• _Stated goal_:
Revise the entries below by replacing "photograph" with "image" everywhere it occurs, leaving all other text unchanged. Omit the pictures from your output.

Photo object pointing entries
══════════
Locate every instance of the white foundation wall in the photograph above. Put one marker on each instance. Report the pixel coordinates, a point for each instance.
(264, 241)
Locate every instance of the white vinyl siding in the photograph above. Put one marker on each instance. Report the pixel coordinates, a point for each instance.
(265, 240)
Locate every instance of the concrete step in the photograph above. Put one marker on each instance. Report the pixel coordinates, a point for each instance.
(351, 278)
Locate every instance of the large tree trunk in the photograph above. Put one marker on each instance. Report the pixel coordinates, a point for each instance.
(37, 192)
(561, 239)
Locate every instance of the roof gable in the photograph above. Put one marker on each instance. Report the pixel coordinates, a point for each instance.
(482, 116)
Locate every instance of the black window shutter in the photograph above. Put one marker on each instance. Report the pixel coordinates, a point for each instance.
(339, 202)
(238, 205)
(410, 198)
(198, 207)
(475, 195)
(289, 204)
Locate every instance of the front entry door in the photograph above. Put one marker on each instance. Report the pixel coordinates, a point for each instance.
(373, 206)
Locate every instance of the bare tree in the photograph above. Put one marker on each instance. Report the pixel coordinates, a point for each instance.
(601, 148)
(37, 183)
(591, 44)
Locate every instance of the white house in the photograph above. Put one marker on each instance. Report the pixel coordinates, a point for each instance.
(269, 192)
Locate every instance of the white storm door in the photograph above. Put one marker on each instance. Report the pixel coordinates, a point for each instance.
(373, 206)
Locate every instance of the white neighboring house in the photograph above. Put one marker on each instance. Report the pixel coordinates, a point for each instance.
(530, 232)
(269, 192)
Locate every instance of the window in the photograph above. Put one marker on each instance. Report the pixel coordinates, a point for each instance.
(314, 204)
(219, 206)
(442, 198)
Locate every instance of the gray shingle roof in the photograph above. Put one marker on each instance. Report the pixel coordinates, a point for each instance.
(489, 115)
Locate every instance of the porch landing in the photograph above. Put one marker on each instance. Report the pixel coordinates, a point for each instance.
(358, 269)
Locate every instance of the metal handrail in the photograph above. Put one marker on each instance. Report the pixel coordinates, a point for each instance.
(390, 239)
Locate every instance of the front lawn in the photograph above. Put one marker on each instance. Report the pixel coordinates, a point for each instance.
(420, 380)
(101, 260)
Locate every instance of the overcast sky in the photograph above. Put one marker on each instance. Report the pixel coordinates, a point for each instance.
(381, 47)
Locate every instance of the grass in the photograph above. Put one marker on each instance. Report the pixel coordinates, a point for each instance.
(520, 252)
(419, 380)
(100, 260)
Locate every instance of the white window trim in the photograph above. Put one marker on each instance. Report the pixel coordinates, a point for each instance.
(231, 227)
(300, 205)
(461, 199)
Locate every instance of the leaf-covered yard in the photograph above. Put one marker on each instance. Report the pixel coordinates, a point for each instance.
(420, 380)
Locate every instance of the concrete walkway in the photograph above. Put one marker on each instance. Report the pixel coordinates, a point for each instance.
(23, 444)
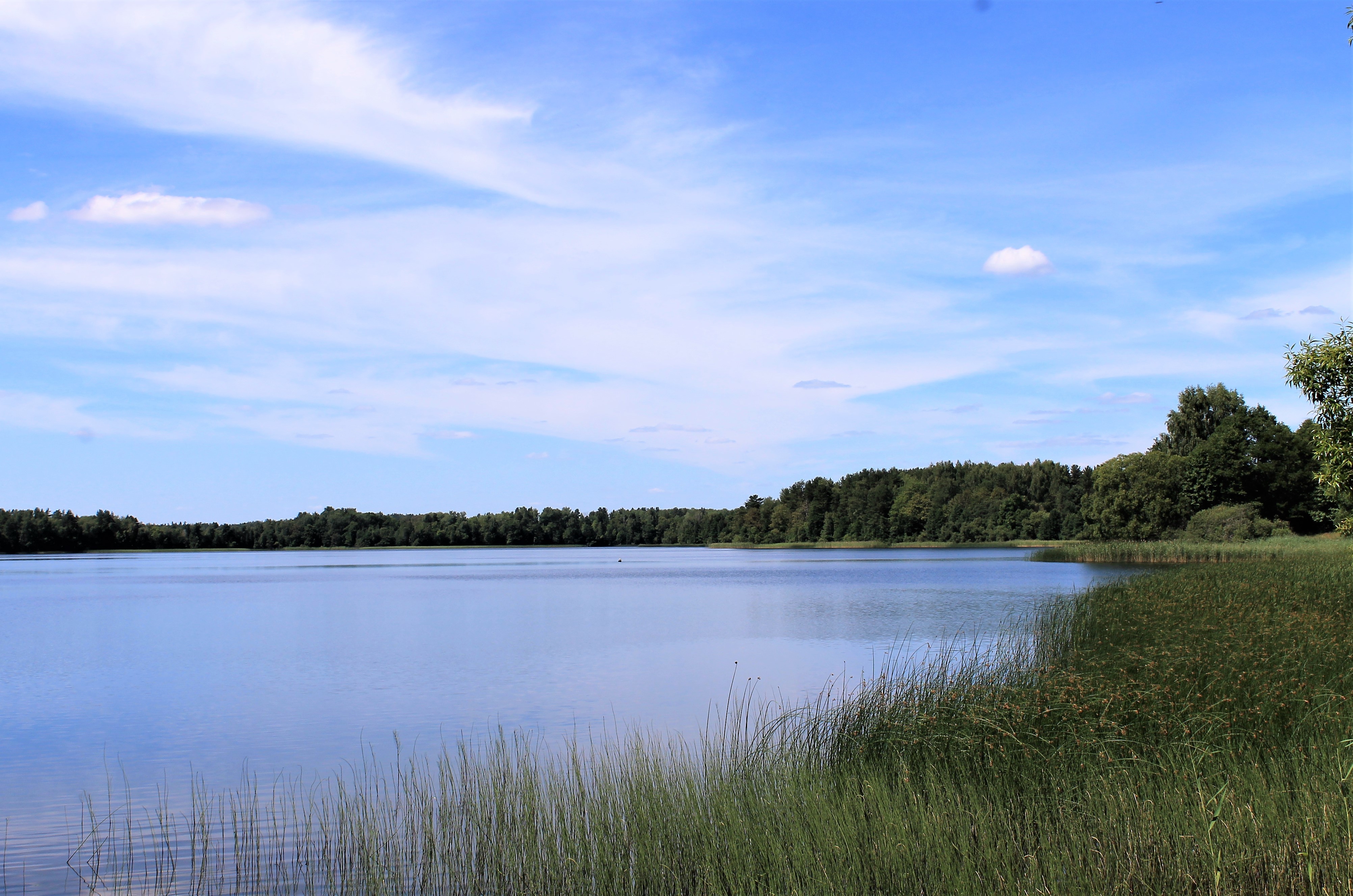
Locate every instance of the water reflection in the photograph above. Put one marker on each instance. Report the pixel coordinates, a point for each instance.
(152, 664)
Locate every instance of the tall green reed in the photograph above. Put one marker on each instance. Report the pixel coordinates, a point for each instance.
(1180, 731)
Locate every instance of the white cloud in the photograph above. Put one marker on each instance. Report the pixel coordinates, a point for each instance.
(1025, 260)
(34, 212)
(1133, 398)
(1263, 315)
(267, 71)
(679, 428)
(155, 209)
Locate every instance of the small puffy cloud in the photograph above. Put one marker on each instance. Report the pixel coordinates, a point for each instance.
(152, 208)
(820, 384)
(1026, 260)
(1133, 398)
(36, 212)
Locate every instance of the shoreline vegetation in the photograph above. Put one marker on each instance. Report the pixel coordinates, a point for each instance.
(1185, 730)
(1222, 472)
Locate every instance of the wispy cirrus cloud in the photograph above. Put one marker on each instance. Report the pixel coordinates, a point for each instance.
(820, 384)
(159, 209)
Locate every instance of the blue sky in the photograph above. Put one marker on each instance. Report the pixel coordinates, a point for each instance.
(268, 258)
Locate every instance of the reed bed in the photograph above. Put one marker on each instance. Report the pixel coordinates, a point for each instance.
(1190, 551)
(1183, 731)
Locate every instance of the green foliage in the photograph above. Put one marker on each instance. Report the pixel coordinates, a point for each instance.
(1201, 413)
(1232, 523)
(1185, 731)
(1324, 371)
(1137, 497)
(1216, 450)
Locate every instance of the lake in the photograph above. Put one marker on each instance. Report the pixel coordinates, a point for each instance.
(151, 666)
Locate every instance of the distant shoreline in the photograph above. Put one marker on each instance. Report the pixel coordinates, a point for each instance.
(796, 546)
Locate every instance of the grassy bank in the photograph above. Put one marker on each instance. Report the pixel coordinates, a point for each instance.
(1021, 543)
(1194, 551)
(1185, 731)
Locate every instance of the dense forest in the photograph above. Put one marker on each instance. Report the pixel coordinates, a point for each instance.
(1216, 453)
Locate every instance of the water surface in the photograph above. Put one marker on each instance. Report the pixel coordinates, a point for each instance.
(147, 666)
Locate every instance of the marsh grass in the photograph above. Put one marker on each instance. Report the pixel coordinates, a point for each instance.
(1183, 731)
(1193, 551)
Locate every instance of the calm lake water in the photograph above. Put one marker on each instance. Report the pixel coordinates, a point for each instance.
(148, 666)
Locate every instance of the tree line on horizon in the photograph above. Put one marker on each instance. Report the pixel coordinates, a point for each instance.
(1216, 453)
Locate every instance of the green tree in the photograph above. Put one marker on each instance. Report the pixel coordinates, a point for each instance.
(1202, 411)
(1324, 371)
(1137, 497)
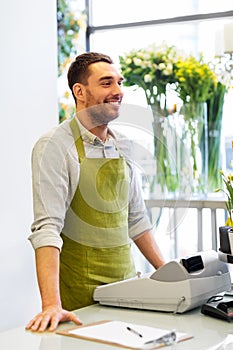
══════════
• _Response to the task_:
Locate every instance of the white foundation wall in the image above. Put one marker on each instance. Report the pixel coordinates, a point for each instance.
(264, 241)
Locate every instance of the white vinyl siding in the image above. Put one marker on each instance. Report the pixel coordinates, a point for each instance.
(265, 240)
Locate every instance of the concrete step in the image above. Put one marker on each instance. Report the pixel coordinates, a point for each instance.
(351, 278)
Locate every instance of the large tree trunk in the image above. Put one marker on each instance. Report the pixel coordinates, a point for each instance.
(37, 192)
(561, 239)
Locate every instance of the roof gable in the image above. Put one marker on each instance. Report the pixel coordinates, a point for each instance.
(482, 116)
Locate every instance of the black window shutter in the image above. Put one marker on each instance. Report the pixel coordinates, a point for each instance.
(339, 202)
(238, 205)
(410, 198)
(198, 207)
(475, 195)
(289, 204)
Locate every instance of the front entry door in the image above. Put one marker on each instance. Report the pixel coordinates, a point for each instance.
(373, 206)
Locate every instance of the bare tree in the image above. Put one marker on each instance. Report the pixel coordinates, a point for each instance.
(601, 148)
(37, 183)
(591, 44)
Locate every instance of the white house in the image above. Put one marker on each instance. Report the pixel coordinates, a point for each instance.
(269, 192)
Locate every instance of the white storm door in the image above. Put one marker on each instance. Report the pixel coordinates, a point for each instance.
(373, 206)
Locate every instance of the white neighboring house in the image above. Put one marker on each instance. Report the pixel coordinates, a point for each instance.
(530, 232)
(269, 192)
Locate every instance of the window in the image above. Put one marker on each instance. Report the pixel coordinates, a point for each instance.
(314, 204)
(219, 206)
(442, 198)
Locate every instance of the gray shingle roof in the image above. Put one marker on each instance. Report the pixel coordinates, a point for each instance.
(489, 115)
Locate every instance of the porch landing in the image above. Put one marker on each instance. Report the pixel coordinates, a point for each instance.
(358, 269)
Locate every instance of the metal handrail in the image above. Put one marker on each instance. Report the pixel coordinates, a point for each instance.
(390, 239)
Locate every instance of the front lawn in the image above. Put one marker on each instance. Report the pixel coordinates, a point for each instance.
(420, 380)
(101, 260)
Locate every instance of the overcast sky in the image above. Put one marker on each instance. Report the pixel coordinates, a point for each instance.
(381, 47)
Locate every instance of the grass in the image above. Put one marker on each instance. Report the pixel coordinates, a point for each instance.
(520, 252)
(419, 380)
(100, 260)
Locate every instance of the white window trim in the image above. Put one marker on each instance. Report the pixel coordinates, a point for each instance.
(231, 227)
(300, 205)
(461, 199)
Locate every instance of the leaf-covered yard in the image above. Put one marker on each instance. Report the pixel coordinates, a point for each instance.
(420, 380)
Locate every instance of the concrete walkway in the image above. Put one marker on each instance. Report the pixel coordinates, a point for each instance.
(23, 444)
Locate every instance of the water reflection in the image above. Put one marker on each instance. Report the pixel coordinates, a point for each instance.
(152, 664)
Locate every instance of the tall green reed in the image above. Put one marker on each instance. Report the pixel coordinates, a point for each instance.
(1180, 731)
Locate every instance of the white cloud in the image above. Put one marker on each instance. Report the pixel coordinates, a point for each instance.
(1025, 260)
(34, 212)
(1133, 398)
(1263, 315)
(267, 71)
(679, 428)
(155, 209)
Locate every instance of the small puffy cloud in the image above. Put one marker on each instance. Report the pixel coordinates, a point for each instance.
(152, 208)
(820, 384)
(1026, 260)
(1133, 398)
(36, 212)
Locate every instance of the shoreline vegetation in the image above. Put one marker on each instance. Report the pixel coordinates, a point for each instance.
(1185, 730)
(1222, 472)
Locate every instance of the wispy cirrus cloud in the image above. Put one marker on each instance. Report the pixel coordinates, a point for each instance.
(820, 384)
(159, 209)
Locate every instance of the blue sky in the image above. Put one marker on each instance. Report the pixel coordinates, a point for each instance.
(268, 258)
Locate every instance of the reed bed in the image above. Put one marker on each instance. Report the pixel coordinates, a point for each instance.
(1190, 551)
(1183, 731)
Locate every instance of the green foliage in the image above. Put one marker on each instance. Report the pixel coordinates, a point for each instance.
(1201, 413)
(1232, 523)
(1185, 731)
(1324, 371)
(1137, 497)
(1216, 450)
Locate every instance of the lake in the image above. Put one marker on each instance. Report the pixel coordinates, a point for each instance.
(151, 666)
Locate every instance of the distant shoreline in the image above. Put one marker on each instance. Report the pixel coordinates, a point for each instance.
(796, 546)
Locate every instance of the grassy bank in the image above. Put one marker on each instance. Report the pixel coordinates, a point for each instance.
(1021, 543)
(1194, 551)
(1185, 731)
Locate every instance of the dense forest in the image above. Put one marker on each instance. Report the pixel coordinates, a point for each instance.
(1216, 453)
Locate every instance of the water surface in the image above. Put one marker on each instance. Report the pixel coordinates, a point for each instance.
(147, 666)
Locate every instance of the marsh grass in the image above. Put one marker on each instance. Report the pixel coordinates, a point for each instance.
(1183, 731)
(1193, 551)
Locate every instance of the calm lake water in the image above. Put one marker on each instance. Report the pixel coordinates, a point for each instance.
(148, 666)
Locate every instance of the tree line on horizon in the image above. Put one marker on each instance. Report the pixel coordinates, a point for each instance.
(1216, 453)
Locate every instance of the green tree in the image above. Put one marker on each instance. Report the pixel coordinates, a point for each instance.
(1202, 411)
(1324, 371)
(1137, 497)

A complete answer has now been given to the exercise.